Excerpted text:
========

India’s outbound student caravan is no longer a trickle but a full-blown migration pattern, and the destinations are becoming strikingly predictable. Canada, the United States and the United Kingdom now account for the lion’s share of the exodus, pulling in record numbers of young Indians as states like Andhra Pradesh, Punjab, Maharashtra and Gujarat cement their place as the country’s biggest exporters of talent.
A new NITI Aayog working paper tracking mobility between 2016 and 2024 paints the movement in sharp, uneven strokes — a handful of states sending disproportionate numbers abroad, a narrow club of host countries absorbing nearly all the demand, and a few career streams dominating choices with near mechanical regularity.

========

Data to examine:
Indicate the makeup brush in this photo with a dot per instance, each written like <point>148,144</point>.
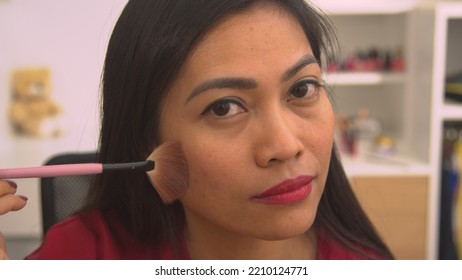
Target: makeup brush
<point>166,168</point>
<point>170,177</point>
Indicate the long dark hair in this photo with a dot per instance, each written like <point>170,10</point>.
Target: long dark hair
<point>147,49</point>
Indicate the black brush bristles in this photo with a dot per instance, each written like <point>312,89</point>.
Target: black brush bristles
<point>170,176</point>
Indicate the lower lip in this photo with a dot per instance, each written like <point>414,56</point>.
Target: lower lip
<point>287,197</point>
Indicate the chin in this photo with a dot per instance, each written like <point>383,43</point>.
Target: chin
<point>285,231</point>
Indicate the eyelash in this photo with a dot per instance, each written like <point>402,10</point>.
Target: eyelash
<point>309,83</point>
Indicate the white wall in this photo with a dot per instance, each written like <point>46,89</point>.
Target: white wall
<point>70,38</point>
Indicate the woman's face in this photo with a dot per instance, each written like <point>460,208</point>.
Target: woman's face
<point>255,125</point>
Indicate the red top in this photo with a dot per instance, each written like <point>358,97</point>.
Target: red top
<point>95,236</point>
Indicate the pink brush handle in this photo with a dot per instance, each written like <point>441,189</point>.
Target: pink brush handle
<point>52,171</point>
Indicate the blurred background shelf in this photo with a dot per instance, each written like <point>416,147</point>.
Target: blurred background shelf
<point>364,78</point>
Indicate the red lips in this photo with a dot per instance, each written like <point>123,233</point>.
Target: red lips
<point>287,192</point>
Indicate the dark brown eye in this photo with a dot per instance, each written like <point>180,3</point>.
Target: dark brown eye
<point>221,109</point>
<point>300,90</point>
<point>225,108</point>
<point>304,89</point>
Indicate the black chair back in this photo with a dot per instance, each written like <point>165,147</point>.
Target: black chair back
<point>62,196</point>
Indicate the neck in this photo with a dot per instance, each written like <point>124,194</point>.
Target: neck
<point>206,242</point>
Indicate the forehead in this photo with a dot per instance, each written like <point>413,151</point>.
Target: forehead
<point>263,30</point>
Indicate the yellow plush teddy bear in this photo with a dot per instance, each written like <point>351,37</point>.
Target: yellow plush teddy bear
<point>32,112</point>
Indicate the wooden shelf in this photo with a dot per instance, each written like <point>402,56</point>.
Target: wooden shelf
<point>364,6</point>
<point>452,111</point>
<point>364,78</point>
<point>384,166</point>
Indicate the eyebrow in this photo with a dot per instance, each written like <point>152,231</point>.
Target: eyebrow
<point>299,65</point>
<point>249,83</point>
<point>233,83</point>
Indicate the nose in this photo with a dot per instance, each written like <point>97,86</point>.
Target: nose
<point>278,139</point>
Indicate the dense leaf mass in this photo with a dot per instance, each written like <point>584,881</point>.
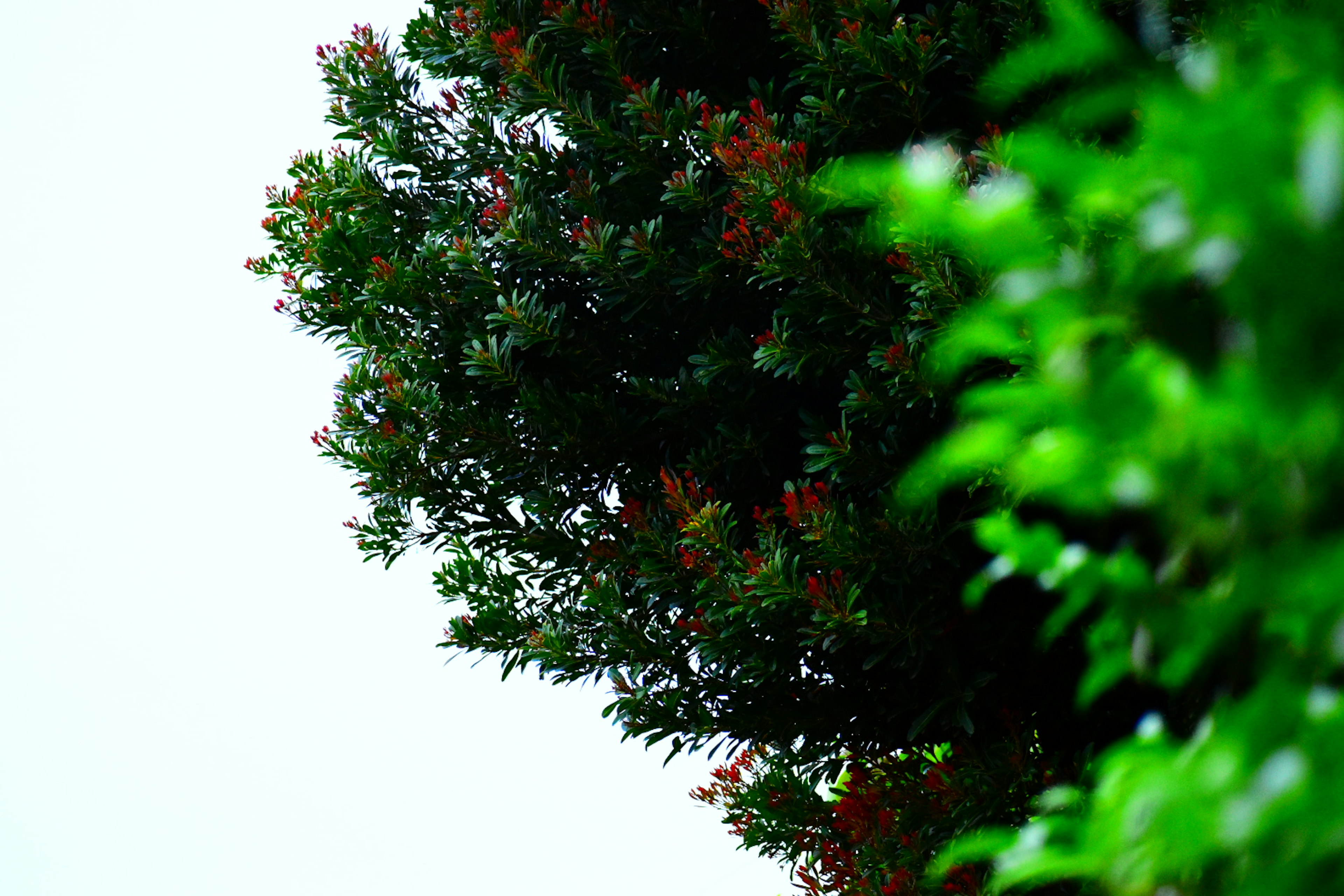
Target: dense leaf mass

========

Exercise set:
1/ Summarize the passage on Indian students going abroad in two sentences.
2/ List every Indian state that the passage on students going abroad names.
3/ Carry the passage on Indian students going abroad forward from its final sentence.

Outputs for the tasks:
1/ Canada, the United States and the United Kingdom now take most of the growing number of Indian students heading abroad, with Andhra Pradesh, Punjab, Maharashtra and Gujarat as the biggest sending states. A NITI Aayog working paper covering 2016 to 2024 finds the movement uneven: a few states send disproportionate numbers, a narrow group of host countries absorbs nearly all the demand, and a few career streams dominate choices.

2/ Andhra Pradesh, Punjab, Maharashtra, Gujarat

3/
Canada sits at the top of the heap, drawing an extraordinary 4.27 lakh Indian students in 2024, a surge of nearly 350% in eight years. The country’s mix of relatively lower tuition, lenient work routes and popular applied programs in IT, business and engineering has turned it into the first choice for countless families looking for a high-return overseas degree. The United States, after a brief pandemic dip, rebounded to 3.38 lakh Indian students in 2024, driven heavily by STEM graduate programs, high-end research tracks and the booming demand for computer science, AI and analytics. Together, the U.S. and Canada now swallow more than 7.6 lakh Indians, nearly 60% of all outbound students.
The UK, which once barely registered in the Indian imagination, has become the fastest climber — growing from just 16,559 students in 2016 to 1.85 lakh in 2024, riding the post-study work visa wave and an aggressive recruitment push. Australia remains steady at 1.22 lakh, Germany at 42,997, while Russia, Georgia, Kyrgyzstan and the Philippines continue to draw the steady “medical migration” crowd with cheaper MBBS-equivalent degrees and lower entry barriers.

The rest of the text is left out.